=== KUTIPAN BACAAN ===
....................
C.    OBJEK FILSAFAT
Pada dasarnya filsafat atau berfilsafat bukanlah sesuatu yang asing dan terlepas dari kehidupan sehari-hari, karena segala sesuatu yang ada dan yang mungkin serta dapat difikirkan bisa menjadi objek filsafat apabila selalu dipertanyakan, difikirkan secara radikal guna mencapai kebenaran. Louis Kattsoff menyebutkan bahwa lapangan kerja filsafat itu bukan main luasnya yaitu meliputi segala pengetahuan manusia serta segala sesuatu yang ingin diketahui manusia, Langeveld (1955) menyatakan bahwa filsafat itu berpangkal pada pemikiran keseluruhan serwa sekalian secara radikal dan menurut sistem, sementara itu Mulder (1966) menjelaskan bahwa tiap-tiap manusia yang mulai berfikir tentang diri sendiri dan tentang tempat-tempatnya dalam dunia akan menghadapi beberapa persoalan  yang begitu penting, sehingga persoalan-persoalan itu boleh diberi nama persoalan-persoalan pokok yaitu : 1) Adakah Allah dan   siapakan  Allah   itu ?, 2) apa  dan    siapakah   manusia ?, dan 3) Apakah hakekat dari segala realitas, apakah maknanya, dan apakah intisarinya ?. Lebih jauh E.C. Ewing dalam bukunya Fundamental Questions of Philosophy (1962) menyatakan bahwa pertanyaan-pertanyaan pokok filsafat (secara tersirat menunjukan objek filsafat)  ialah : Truth (kebenaran), Matter (materi), Mind (pikiran), The Relation of matter and mind (hubungan antara materi dan pikiran), Space and Time (ruang dan waktu), Cause (sebab-sebab), Freedom (kebebasan), Monism versus Pluralism (serba tunggal lawan serba jamak), dan God (Tuhan)
....................
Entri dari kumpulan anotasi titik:
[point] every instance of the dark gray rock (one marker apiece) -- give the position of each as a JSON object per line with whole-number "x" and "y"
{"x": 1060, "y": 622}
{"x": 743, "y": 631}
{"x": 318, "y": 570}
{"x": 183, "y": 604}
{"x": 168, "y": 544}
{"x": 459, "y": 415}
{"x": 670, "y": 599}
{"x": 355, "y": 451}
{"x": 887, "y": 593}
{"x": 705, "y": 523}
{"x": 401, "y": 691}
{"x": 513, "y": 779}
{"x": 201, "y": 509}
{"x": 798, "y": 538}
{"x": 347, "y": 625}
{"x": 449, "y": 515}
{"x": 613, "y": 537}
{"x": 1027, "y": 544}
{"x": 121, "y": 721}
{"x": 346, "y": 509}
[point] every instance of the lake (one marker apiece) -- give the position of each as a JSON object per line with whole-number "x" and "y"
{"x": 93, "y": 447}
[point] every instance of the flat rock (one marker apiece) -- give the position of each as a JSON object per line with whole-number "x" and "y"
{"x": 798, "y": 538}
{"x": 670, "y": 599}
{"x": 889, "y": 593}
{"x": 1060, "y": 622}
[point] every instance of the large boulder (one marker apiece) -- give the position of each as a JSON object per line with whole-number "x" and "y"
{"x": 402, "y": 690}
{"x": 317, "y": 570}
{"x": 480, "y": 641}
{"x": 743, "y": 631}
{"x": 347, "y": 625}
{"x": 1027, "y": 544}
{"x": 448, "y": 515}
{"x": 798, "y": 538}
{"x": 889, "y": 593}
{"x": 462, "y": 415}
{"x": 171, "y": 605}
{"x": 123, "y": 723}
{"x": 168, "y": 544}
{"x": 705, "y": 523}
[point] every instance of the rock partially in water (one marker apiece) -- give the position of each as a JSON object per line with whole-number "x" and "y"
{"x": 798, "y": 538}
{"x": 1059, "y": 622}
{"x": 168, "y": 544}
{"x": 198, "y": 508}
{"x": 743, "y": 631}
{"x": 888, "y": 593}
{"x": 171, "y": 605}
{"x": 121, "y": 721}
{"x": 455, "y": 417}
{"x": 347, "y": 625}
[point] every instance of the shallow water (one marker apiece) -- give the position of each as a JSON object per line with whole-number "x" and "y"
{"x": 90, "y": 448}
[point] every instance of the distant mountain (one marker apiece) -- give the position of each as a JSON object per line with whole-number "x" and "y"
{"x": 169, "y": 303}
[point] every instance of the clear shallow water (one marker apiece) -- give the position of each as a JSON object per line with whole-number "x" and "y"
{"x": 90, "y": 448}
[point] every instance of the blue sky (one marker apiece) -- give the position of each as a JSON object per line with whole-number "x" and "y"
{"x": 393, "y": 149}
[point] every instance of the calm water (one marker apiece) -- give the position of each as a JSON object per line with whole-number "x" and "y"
....................
=== KERJAKAN BERIKUT INI ===
a - Bisakah Anda menuliskan ulang baris-baris catatan di atas tanpa perubahan, mulai dari baris yang memuat "[point] every instance of the large" hingga baris terakhir catatan, keduanya ikut disertakan?
b - Bisakah Anda melanjutkan kutipan tentang objek filsafat di atas, dimulai setelah kalimat terakhirnya?

=== DAFTAR JAWABAN ===
a -
[point] every instance of the large boulder (one marker apiece) -- give the position of each as a JSON object per line with whole-number "x" and "y"
{"x": 402, "y": 690}
{"x": 317, "y": 570}
{"x": 480, "y": 641}
{"x": 743, "y": 631}
{"x": 347, "y": 625}
{"x": 1027, "y": 544}
{"x": 448, "y": 515}
{"x": 798, "y": 538}
{"x": 889, "y": 593}
{"x": 462, "y": 415}
{"x": 171, "y": 605}
{"x": 123, "y": 723}
{"x": 168, "y": 544}
{"x": 705, "y": 523}
[point] every instance of the rock partially in water (one marker apiece) -- give the position of each as a JSON object per line with whole-number "x" and "y"
{"x": 798, "y": 538}
{"x": 1059, "y": 622}
{"x": 168, "y": 544}
{"x": 198, "y": 508}
{"x": 743, "y": 631}
{"x": 888, "y": 593}
{"x": 171, "y": 605}
{"x": 121, "y": 721}
{"x": 455, "y": 417}
{"x": 347, "y": 625}
[point] every instance of the shallow water (one marker apiece) -- give the position of each as a JSON object per line with whole-number "x" and "y"
{"x": 90, "y": 448}
[point] every instance of the distant mountain (one marker apiece) -- give the position of each as a JSON object per line with whole-number "x" and "y"
{"x": 169, "y": 303}
[point] every instance of the clear shallow water (one marker apiece) -- give the position of each as a JSON object per line with whole-number "x" and "y"
{"x": 90, "y": 448}
[point] every instance of the blue sky (one marker apiece) -- give the position of each as a JSON object per line with whole-number "x" and "y"
{"x": 393, "y": 149}
[point] every instance of the calm water (one marker apiece) -- give the position of each as a JSON object per line with whole-number "x" and "y"

b -
 Pendapat-pendapat tersebut di atas menggambarkan betapa luas dan mencakupnya objek filsafat baik dilihat dari substansi masalah maupun sudut pandang nya terhadap masalah, sehingga dapat disimpulkan bahwa objek filsafat adalah segala sesuatu yang maujud dalam sudut pandang dan kajian yang mendalam (radikal). Secara lebih sistematis para akhli membagi objek filsafat ke dalam objek material dan obyek formal. Obyek material adalah objek yang  secara wujudnya dapat dijadikan bahan telaahan dalam berfikir, sedangkan obyek formal adalah objek yang menyangkut sudut pandang dalam melihat obyek material tertentu.
Menurut Endang Saefudin Anshori (1981) objek material filsafat adalah sarwa yang ada (segala sesuatu yang berwujud), yang pada garis besarnya  dapat dibagi  atas tiga persoalan pokok yaitu : 1). Hakekat Tuhan; 2). Hakekat Alam; dan 3). Hakekat manusia, sedangkan objek formal filsafat ialah usaha mencari keterangan secara radikal terhadap objek material filsafat. Dengan demikian objek material filsafat mengacu pada substansi yang ada dan mungkin ada yang dapat difikirkan oleh manusia, sedangkan objek formal filsafat menggambarkan tentang cara dan sifat berfikir terhadap objek material tersebut, dengan kata lain objek formal filsafat mengacu pada sudut pandang yang digunakan dalam memikirkan objek material filsafat.
D.    SISTIMATIKA FILSAFAT
adapun Bidang-bidang kajian/sistimatika filsafat antara lain adalah :
1.         Ontologi. Bidang filsafat yang meneliti hakikat wujud/ada (on = being/ada; logos = pemikiran/ ilmu/teori).
2.         Epistemologi. Filsafat yang menyelidiki tentang sumber, syarat serta proses terjadinya pengetahuan (episteme = pengetahuan/knowledge; logos = ilmu/teori/pemikiran) 
3.         Axiologi. Bidang filsafat yang menelaah tentang hakikat nilai-nilai (axios = value; logos = teori/ilmu/pemikiran)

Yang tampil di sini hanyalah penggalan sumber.